- Your objective:
Rewrite only the entries below, starting with the line with "Spot the chimney" and going on through the line with "x=196, y=238", keeping every line, requests included. Shift each x and y coordinate in the answers by adding 10.

── Available data ──

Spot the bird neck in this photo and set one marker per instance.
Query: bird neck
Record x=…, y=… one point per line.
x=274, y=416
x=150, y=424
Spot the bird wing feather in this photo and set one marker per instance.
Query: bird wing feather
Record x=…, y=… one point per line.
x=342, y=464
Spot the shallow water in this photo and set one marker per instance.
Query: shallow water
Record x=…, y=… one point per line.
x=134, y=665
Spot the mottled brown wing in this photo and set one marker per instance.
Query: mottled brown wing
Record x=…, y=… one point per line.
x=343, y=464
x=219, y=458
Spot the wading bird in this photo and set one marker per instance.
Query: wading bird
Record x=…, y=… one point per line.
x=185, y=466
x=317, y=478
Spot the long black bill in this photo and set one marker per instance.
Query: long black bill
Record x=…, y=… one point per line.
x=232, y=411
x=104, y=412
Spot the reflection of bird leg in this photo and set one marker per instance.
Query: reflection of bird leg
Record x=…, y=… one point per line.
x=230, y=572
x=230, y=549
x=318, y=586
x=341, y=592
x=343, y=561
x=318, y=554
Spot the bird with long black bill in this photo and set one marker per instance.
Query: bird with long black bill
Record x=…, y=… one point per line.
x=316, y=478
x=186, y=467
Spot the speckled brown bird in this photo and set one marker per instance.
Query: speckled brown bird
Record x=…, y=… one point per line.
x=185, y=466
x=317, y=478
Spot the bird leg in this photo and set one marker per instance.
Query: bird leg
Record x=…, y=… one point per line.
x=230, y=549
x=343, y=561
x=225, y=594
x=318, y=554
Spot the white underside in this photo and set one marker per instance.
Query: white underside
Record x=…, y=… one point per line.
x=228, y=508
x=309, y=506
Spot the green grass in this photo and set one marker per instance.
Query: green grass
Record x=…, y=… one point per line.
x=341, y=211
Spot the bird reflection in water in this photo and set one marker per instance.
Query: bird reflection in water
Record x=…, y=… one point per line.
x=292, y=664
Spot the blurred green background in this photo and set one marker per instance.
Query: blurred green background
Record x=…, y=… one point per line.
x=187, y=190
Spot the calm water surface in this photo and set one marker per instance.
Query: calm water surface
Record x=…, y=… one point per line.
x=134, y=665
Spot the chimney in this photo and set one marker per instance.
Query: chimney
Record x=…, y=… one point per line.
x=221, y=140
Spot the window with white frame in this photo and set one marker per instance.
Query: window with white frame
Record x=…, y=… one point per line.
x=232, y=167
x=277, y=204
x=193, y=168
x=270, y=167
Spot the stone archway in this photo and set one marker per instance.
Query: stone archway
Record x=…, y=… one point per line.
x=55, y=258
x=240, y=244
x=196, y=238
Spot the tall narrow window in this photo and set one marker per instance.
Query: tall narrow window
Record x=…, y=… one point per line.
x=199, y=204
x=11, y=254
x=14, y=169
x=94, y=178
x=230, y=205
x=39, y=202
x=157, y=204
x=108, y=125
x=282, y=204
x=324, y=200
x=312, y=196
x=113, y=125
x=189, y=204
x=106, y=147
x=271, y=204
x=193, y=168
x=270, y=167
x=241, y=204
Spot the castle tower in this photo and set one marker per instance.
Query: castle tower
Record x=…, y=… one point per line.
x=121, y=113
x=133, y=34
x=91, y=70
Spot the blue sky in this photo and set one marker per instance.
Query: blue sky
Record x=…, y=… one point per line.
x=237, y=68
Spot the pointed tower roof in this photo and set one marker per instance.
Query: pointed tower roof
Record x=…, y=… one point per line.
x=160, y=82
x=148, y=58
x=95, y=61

───

- Answer in full:
Spot the chimney in this photo and set one marker per instance.
Query: chimney
Record x=…, y=… one point per line.
x=231, y=150
Spot the window with white frame in this photo and set one marker per instance.
Query: window with white frame
Record x=…, y=… one point per line.
x=242, y=177
x=287, y=214
x=203, y=178
x=280, y=177
Spot the stone archway in this photo and set one marker per instance.
Query: stone archway
Record x=…, y=… one point per line.
x=65, y=268
x=250, y=254
x=206, y=248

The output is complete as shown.